> [Article]:
┄┄┄┄┄┄
Doc Vertical

17/12/07

Submergé de bonheur
> photos et vues aériennes prochainement

"Ça y est... victoire ! c’est fini et c’est gagné ! J’ai les lèvres cramées et les pieds explosés mais suis submergé de bonheur. Heureux d’avoir atteint cet objectif original et ambitieux que nous préparions depuis six mois. En un temps qui me parait tout à coup si réduit, nous venons de boucler en onze journées effectives la traversée longitudinale de la Géorgie du Sud, appuyés de façon admirable par nos trois marins et grâce au bateau si attachant d’Isabelle, Ada 2. Onze jours de lutte pour rallier Elsehul Bay à Larsen Harbour à l’extrême Sud de la Géorgie du 26 novembre au 15 décembre par un itinéraire particulièrement engagé et direct.
A noter, deux traversées complètes, réalisées auparavant :
- celle de Duncan Carse qui aura nécessitée cinq années de 1951 à 1956, dont l’objectif était de cartographier l’ensemble de l’île.
- celle tracée par Patt Lurcock et Angus Finney en 1999 bouclée en 29 jours, dont 22 effectifs, laquelle avait emprunté le versant plus abrité
et moins aléatoire de la cote Nord.
Celle que nous venons de concrétiser emprunte, sans détour, le versant redouté de l’île, entre la face Sud du Paget et la cote reconnue comme sauvage, froide et sans recours pour les bateaux qui s’y aventurent. C’était un challenge en soi et je me rends compte une fois de plus de l’engagement d’une telle entreprise. En débouchant hier soir, avec Dod et Phil, du dernier col qui plonge sur le fiord Larsen Harbour et en repérant, tout au fond de cet étroit et sinueux bras d’eau noire, le zodiac qui venait à notre rencontre pour la dernière fois, j’ai revu défiler dans ma tête toutes ces étapes qui nous ont amené jusqu’ici.
┄┄┄┄┄┄
> [Données enregistrées]:
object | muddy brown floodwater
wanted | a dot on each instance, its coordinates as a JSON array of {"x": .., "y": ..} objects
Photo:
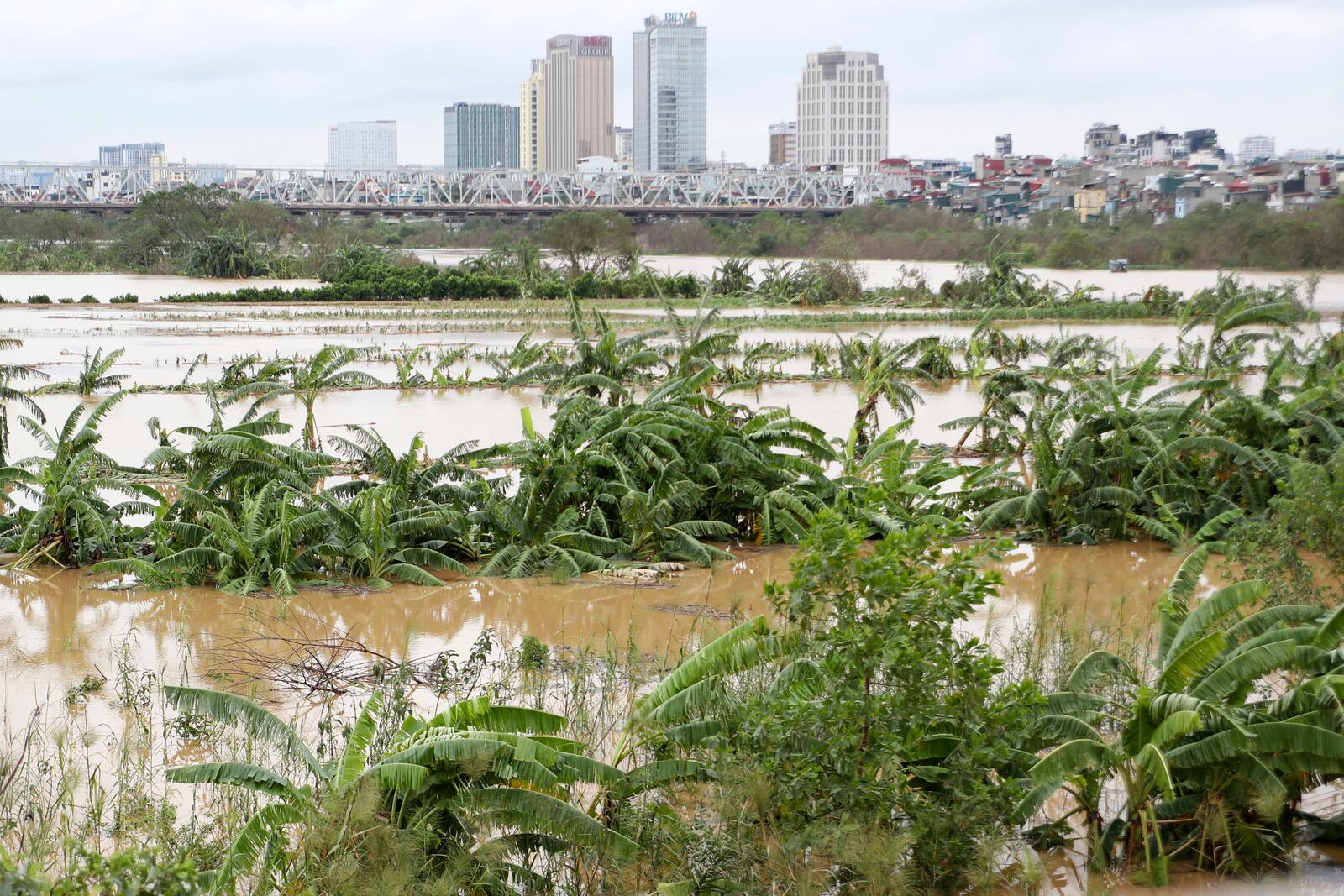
[{"x": 60, "y": 625}]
┄┄┄┄┄┄
> [Travail à faire]:
1. Les affirmations (a), (b) et (c) sont-elles conformes à l'article ? Répondez par oui ou non à chacune et citez mot pour mot le passage qui tranche. (a) La traversée de la Géorgie du Sud a été bouclée en onze journées effectives. (b) La traversée de Duncan Carse avait pour but de cartographier toute l'île. (c) Patt Lurcock et Angus Finney ont emprunté le versant de la côte Sud.
2. Relevez toutes les personnes désignées par leur nom dans l'article.
Appuyez-vous seulement sur l'article pour répondre.

> [Corrigé]:
1.
(a) Oui : « nous venons de boucler en onze journées effectives la traversée longitudinale de la Géorgie du Sud ».
(b) Oui : « dont l’objectif était de cartographier l’ensemble de l’île ».
(c) Non : « laquelle avait emprunté le versant plus abrité et moins aléatoire de la cote Nord ».

2. Isabelle, Duncan Carse, Patt Lurcock, Angus Finney, Dod, Phil.